What is expected: Format every line of the rows below as a Markdown table with the columns "No." and "Line", numbering each line in order and leaving out blank lines.

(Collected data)
§
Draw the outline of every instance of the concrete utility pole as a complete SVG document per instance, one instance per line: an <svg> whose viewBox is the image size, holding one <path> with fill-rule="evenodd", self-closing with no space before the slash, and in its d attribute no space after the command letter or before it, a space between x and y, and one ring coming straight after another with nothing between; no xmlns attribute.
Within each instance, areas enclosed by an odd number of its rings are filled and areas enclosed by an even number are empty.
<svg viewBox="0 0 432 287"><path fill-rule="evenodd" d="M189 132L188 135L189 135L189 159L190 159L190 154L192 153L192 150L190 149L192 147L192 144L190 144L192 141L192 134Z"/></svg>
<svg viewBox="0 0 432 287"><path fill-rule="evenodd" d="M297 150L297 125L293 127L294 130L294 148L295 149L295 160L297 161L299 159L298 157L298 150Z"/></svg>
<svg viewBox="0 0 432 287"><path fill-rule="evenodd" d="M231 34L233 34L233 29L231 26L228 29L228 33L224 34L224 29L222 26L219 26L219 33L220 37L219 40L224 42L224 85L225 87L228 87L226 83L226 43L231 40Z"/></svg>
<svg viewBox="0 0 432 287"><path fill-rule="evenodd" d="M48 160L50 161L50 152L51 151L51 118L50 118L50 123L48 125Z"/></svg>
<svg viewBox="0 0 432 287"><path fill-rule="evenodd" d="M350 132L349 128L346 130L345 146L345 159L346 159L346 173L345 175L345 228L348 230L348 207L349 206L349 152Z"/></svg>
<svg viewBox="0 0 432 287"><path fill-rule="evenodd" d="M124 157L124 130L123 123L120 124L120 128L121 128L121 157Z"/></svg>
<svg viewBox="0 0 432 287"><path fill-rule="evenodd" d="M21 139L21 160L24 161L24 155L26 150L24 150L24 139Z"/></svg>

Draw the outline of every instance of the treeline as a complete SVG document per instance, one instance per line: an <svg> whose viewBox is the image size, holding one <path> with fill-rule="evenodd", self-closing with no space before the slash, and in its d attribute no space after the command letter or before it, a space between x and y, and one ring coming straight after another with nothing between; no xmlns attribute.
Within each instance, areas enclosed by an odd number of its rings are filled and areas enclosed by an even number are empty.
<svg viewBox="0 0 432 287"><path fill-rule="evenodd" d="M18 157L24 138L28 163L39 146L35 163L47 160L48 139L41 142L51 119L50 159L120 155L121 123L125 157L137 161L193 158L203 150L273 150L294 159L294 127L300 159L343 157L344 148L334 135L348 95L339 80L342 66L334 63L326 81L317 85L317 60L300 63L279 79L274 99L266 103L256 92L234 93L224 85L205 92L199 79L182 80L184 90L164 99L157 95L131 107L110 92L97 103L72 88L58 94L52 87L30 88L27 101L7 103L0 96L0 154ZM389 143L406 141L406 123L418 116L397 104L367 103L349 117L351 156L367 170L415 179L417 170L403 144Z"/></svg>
§
Written solution:
| No. | Line |
|---|---|
| 1 | Draw the outline of every instance of the concrete utility pole as a complete SVG document per instance, one instance per line: an <svg> whose viewBox is the image size, holding one <path> with fill-rule="evenodd", self-closing with no space before the slash, and in its d attribute no space after the command letter or before it, a space between x and y, and one ring coming straight after another with nothing between; no xmlns attribute. |
| 2 | Within each instance, areas enclosed by an odd number of its rings are filled and areas enclosed by an even number are empty. |
| 3 | <svg viewBox="0 0 432 287"><path fill-rule="evenodd" d="M189 132L188 135L189 135L189 159L190 159L190 154L192 153L192 150L190 149L192 147L192 144L190 144L192 141L192 134Z"/></svg> |
| 4 | <svg viewBox="0 0 432 287"><path fill-rule="evenodd" d="M297 150L297 125L293 127L294 130L294 148L295 149L295 160L297 161L299 159L298 157L298 150Z"/></svg> |
| 5 | <svg viewBox="0 0 432 287"><path fill-rule="evenodd" d="M231 34L233 34L233 29L231 26L228 29L228 33L224 34L224 29L222 26L219 26L219 33L220 37L219 40L224 42L224 85L225 87L228 87L226 83L226 43L231 40Z"/></svg> |
| 6 | <svg viewBox="0 0 432 287"><path fill-rule="evenodd" d="M48 160L50 161L50 152L51 151L51 118L50 118L50 123L48 125Z"/></svg> |
| 7 | <svg viewBox="0 0 432 287"><path fill-rule="evenodd" d="M350 132L349 128L346 130L345 146L345 159L346 159L346 173L345 175L345 228L348 230L348 207L349 206L349 152Z"/></svg> |
| 8 | <svg viewBox="0 0 432 287"><path fill-rule="evenodd" d="M124 157L124 130L123 123L120 124L120 128L121 128L121 157Z"/></svg> |
| 9 | <svg viewBox="0 0 432 287"><path fill-rule="evenodd" d="M21 139L21 160L24 161L24 155L26 150L24 150L24 139Z"/></svg> |
| 10 | Draw the outline of every instance of the treeline as a complete SVG document per instance, one instance per line: an <svg> whose viewBox is the image size, holding one <path> with fill-rule="evenodd", self-closing with no space before the slash, and in its d attribute no space after the command letter or before it, a space between x and y, and one ring coming straight after another with nothing between; no xmlns attribute. |
| 11 | Within each instance, areas enclosed by an odd number of its rings are filled and areas enclosed by an even number are empty. |
| 12 | <svg viewBox="0 0 432 287"><path fill-rule="evenodd" d="M18 157L24 138L28 163L39 146L35 163L47 160L48 139L41 142L51 119L50 159L120 155L121 123L125 157L137 161L193 158L203 150L273 150L294 159L294 127L300 159L343 157L344 148L334 135L348 95L339 80L342 66L334 63L326 81L317 85L317 60L300 63L279 79L274 99L266 103L256 92L234 93L224 85L205 92L199 79L182 80L184 90L164 99L157 95L131 107L110 92L97 103L72 88L58 94L52 87L30 88L27 101L7 103L0 96L0 154ZM389 143L406 141L406 123L418 116L397 104L367 103L349 117L351 156L367 170L415 179L417 170L403 144Z"/></svg> |